(SUPPLIED RECORDS Opens)

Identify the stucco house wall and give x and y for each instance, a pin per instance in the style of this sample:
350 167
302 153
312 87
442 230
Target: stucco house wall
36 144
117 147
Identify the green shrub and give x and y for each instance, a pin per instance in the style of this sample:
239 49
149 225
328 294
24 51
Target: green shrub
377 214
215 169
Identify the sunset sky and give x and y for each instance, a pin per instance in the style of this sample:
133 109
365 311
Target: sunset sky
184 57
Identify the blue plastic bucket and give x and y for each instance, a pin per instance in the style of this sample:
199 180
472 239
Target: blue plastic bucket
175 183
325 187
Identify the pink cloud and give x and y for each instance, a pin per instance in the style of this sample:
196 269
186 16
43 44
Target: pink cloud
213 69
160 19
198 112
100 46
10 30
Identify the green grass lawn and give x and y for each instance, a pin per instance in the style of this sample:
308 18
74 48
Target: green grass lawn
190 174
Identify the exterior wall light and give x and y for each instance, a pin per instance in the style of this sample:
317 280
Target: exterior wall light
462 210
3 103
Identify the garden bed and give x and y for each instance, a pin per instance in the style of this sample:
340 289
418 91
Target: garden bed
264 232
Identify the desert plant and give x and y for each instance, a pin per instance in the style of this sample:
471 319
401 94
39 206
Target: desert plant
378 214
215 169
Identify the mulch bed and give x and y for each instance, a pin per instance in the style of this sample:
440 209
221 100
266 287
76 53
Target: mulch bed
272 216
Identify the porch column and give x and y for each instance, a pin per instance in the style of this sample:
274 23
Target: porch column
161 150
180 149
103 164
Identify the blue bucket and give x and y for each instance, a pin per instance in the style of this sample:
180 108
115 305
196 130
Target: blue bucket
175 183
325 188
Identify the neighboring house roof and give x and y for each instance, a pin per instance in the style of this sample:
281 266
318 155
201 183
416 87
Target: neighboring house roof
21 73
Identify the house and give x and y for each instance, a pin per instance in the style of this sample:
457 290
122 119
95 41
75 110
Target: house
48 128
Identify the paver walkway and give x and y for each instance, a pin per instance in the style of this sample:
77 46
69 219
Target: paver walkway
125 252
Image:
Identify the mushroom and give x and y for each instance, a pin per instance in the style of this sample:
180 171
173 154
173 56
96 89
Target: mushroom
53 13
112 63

(SUPPLIED RECORDS Closes)

Repeat exactly the lines from the line containing "Identify the mulch" through the last line of the records above, including both, and nothing else.

Identify the mulch bed and give x and y for each instance, a pin per instance in the style of this sample:
440 209
221 100
266 287
76 53
Target: mulch bed
272 216
Identify the porch column and give x and y for each instance, a pin per instance in the style of this sample:
274 23
Target: porch column
161 150
180 149
103 164
Identify the blue bucket and give x and y for each instance, a pin per instance in the style of this sample:
180 108
115 305
196 130
Target: blue bucket
175 183
325 188
Identify the neighboring house roof and give x and y for each instance, a pin per instance in the style of this sample:
281 266
318 155
201 183
416 87
Target: neighboring house roof
21 73
Identify the house and give x and y for each instance, a pin per instance in the style of this sample:
457 290
122 119
95 41
75 110
Target: house
48 128
Identify the paver walkway and give x and y for each instance, a pin per instance in the style of this sample:
77 46
69 219
Target: paver walkway
125 252
Image:
Identify the mushroom and give x and y for each instance, a pin per instance in the style of this sample:
180 171
173 154
173 56
96 89
Target: mushroom
53 13
112 63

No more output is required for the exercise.